▶ Written exercise:
Starting at the line that contains "Note: annotate every instance of the butterfly abdomen" and ending at the line that contains "[592, 1105]", inclusive, reproduce that stretch of the material with every "tram" renamed to "streetcar" and nothing else altered.

▶ Given records:
***

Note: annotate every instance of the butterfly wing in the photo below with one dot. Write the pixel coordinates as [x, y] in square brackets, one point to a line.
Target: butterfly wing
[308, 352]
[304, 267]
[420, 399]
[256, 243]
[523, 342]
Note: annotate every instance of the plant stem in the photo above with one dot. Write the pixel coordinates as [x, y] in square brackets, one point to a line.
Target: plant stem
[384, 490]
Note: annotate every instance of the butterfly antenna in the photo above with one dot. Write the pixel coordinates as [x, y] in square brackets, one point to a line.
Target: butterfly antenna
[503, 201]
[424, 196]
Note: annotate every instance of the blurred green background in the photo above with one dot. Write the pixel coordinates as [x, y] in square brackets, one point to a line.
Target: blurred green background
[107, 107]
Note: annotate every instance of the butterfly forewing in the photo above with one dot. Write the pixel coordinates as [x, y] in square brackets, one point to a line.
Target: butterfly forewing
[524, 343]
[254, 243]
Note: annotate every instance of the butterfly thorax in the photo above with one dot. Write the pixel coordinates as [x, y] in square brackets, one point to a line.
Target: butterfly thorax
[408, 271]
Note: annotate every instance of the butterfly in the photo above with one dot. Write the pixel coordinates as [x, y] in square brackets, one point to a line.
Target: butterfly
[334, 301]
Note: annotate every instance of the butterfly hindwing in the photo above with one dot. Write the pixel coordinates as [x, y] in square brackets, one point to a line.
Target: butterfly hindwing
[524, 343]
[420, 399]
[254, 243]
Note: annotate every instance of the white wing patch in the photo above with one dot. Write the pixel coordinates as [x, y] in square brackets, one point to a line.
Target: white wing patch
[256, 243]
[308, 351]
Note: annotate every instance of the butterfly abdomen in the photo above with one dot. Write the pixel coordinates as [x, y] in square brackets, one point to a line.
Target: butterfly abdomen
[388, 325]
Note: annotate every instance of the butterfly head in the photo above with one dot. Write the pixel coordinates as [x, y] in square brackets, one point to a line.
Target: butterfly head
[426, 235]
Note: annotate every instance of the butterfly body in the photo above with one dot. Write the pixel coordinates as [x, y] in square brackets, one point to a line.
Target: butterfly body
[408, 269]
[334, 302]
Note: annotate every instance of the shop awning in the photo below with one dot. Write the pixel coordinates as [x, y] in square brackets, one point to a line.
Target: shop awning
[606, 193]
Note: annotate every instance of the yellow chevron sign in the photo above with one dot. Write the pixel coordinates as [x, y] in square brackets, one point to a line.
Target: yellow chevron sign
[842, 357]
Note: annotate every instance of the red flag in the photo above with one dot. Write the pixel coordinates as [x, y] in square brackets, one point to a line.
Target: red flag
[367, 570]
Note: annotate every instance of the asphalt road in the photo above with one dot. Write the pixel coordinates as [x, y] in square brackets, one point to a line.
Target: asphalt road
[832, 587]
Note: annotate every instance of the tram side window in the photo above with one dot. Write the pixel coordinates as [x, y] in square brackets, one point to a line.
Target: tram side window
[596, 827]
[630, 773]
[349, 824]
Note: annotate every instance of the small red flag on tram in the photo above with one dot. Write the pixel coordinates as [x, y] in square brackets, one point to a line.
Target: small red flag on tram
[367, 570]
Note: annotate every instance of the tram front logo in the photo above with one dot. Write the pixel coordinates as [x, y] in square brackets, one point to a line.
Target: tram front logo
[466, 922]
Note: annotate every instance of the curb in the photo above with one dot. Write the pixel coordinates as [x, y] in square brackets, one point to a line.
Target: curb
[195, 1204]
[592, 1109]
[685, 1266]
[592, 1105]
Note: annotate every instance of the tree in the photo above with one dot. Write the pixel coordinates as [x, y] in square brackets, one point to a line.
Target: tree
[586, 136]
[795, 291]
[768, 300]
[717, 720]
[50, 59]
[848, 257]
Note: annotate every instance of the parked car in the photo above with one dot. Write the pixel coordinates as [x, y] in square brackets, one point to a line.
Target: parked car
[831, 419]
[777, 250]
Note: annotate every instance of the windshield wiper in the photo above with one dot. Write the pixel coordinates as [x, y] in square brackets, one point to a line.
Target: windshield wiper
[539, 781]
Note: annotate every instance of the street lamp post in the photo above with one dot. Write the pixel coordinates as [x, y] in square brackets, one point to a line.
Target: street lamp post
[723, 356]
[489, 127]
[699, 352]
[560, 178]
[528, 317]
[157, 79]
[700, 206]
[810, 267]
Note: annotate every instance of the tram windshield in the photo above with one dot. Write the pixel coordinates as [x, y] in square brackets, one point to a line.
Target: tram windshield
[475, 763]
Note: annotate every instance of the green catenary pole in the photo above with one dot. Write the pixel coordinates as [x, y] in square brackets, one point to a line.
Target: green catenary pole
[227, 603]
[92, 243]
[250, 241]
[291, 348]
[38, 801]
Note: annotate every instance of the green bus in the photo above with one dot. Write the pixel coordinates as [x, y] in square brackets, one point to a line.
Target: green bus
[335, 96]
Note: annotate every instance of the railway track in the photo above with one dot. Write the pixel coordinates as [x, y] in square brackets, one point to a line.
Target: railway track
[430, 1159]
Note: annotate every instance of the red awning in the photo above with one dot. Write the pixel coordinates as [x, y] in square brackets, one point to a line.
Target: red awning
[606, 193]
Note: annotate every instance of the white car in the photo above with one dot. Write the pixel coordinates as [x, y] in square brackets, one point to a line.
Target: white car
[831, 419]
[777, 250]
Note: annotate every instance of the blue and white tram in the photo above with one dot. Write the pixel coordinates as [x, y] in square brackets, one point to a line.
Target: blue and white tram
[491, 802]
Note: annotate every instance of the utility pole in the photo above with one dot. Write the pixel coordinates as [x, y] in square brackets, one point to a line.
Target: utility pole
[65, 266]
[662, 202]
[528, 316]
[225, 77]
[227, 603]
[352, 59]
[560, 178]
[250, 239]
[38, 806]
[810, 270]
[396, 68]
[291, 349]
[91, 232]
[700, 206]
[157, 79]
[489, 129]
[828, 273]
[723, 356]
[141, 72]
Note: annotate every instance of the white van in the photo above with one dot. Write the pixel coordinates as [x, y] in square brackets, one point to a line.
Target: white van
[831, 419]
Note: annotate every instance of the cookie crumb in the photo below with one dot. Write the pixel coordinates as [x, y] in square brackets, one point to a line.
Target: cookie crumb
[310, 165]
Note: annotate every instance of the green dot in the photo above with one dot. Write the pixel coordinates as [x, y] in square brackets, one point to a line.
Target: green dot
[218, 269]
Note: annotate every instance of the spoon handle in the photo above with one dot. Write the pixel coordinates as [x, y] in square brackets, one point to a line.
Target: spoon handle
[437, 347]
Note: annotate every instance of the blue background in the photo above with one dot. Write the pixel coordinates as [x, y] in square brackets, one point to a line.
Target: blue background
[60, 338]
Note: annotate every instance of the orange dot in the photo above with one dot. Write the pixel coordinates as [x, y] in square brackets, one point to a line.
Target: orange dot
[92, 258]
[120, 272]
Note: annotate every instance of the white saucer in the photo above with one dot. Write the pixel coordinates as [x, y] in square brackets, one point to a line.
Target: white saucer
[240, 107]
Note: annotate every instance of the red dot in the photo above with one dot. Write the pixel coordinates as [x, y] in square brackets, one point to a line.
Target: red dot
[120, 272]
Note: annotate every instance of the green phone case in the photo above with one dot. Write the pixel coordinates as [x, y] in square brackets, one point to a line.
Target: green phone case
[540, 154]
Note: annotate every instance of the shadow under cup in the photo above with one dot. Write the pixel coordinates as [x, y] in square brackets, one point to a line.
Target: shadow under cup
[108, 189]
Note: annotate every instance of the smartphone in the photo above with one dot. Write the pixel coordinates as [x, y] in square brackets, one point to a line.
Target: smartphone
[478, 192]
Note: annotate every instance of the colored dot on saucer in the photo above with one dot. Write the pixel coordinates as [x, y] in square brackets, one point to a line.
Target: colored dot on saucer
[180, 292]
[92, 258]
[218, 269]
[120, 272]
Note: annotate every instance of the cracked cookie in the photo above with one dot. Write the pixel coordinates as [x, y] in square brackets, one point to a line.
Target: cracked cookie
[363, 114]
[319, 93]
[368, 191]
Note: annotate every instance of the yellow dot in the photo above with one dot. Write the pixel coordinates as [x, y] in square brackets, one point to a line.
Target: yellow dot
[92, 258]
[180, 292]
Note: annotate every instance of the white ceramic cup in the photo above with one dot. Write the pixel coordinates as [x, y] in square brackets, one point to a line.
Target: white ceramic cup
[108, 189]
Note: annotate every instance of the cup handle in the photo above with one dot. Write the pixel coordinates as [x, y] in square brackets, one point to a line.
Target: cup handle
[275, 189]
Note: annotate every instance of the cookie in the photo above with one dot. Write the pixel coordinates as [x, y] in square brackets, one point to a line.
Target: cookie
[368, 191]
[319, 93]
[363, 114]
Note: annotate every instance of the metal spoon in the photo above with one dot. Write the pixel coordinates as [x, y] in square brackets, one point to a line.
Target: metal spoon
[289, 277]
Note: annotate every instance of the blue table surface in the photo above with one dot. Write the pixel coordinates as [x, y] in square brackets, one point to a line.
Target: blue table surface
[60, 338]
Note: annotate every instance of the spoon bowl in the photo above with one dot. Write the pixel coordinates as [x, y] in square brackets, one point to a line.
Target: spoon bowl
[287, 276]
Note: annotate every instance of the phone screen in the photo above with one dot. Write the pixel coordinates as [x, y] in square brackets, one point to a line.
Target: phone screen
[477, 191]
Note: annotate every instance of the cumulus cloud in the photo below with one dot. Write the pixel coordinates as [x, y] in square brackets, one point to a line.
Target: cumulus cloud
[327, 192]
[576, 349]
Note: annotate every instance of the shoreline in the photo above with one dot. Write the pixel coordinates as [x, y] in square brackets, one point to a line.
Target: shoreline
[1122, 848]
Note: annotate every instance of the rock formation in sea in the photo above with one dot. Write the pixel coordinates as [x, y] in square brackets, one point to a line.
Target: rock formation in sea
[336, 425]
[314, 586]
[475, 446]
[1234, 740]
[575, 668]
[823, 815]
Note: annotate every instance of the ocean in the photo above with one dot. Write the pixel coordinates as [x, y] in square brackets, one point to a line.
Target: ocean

***

▶ Solution for this exercise:
Note: annotate every instance of the butterfly abdomen in the photo above with one dot. Write the pixel coordinates as [x, y] in square brackets, one point to a line.
Target: butterfly abdomen
[388, 325]
Note: annotate every instance of the butterfly head in the photo above with one dot. Write the pixel coordinates as [x, y] in square brackets, one point to a line.
Target: butterfly head
[426, 235]
Note: annotate every instance of the butterfly body in the photo above with one dot. Write the pixel coordinates as [x, y] in square brackets, one point to a line.
Target: butterfly body
[408, 269]
[334, 302]
Note: annotate every instance of the shop awning in the photo below with one dot. Write the pixel coordinates as [x, y] in square brackets, one point to a line.
Target: shop awning
[606, 193]
Note: annotate every instance of the yellow chevron sign in the photo above with one dot. Write the pixel coordinates as [x, y] in square brackets, one point to a line.
Target: yellow chevron sign
[842, 357]
Note: annotate every instance of the red flag in the photo above with one dot. Write the pixel coordinates as [x, y] in square brackets, one point to a line.
Target: red flag
[367, 570]
Note: annotate every instance of the asphalt road in the photo above with one dot. Write the pixel coordinates as [x, y] in square brackets, one point to a line.
Target: asphalt road
[832, 587]
Note: annotate every instance of the streetcar side window in the photo above with one dot. Write the pixel coordinates as [x, y] in square brackets, one point to a line.
Target: streetcar side window
[596, 827]
[630, 773]
[349, 824]
Note: annotate every instance of the small red flag on streetcar in the photo above with one dot. Write the pixel coordinates as [x, y] in square brackets, one point to a line.
Target: small red flag on streetcar
[367, 570]
Note: annotate every instance of the streetcar front logo in the photo above with one dot. Write the pixel coordinates as [x, y] in square brackets, one point to a line.
Target: streetcar front logo
[466, 922]
Note: annotate every instance of the curb in the photo above with one dot. Write the pixel coordinates as [x, y] in square brackets, one point to a line.
Target: curb
[195, 1204]
[592, 1109]
[685, 1266]
[592, 1105]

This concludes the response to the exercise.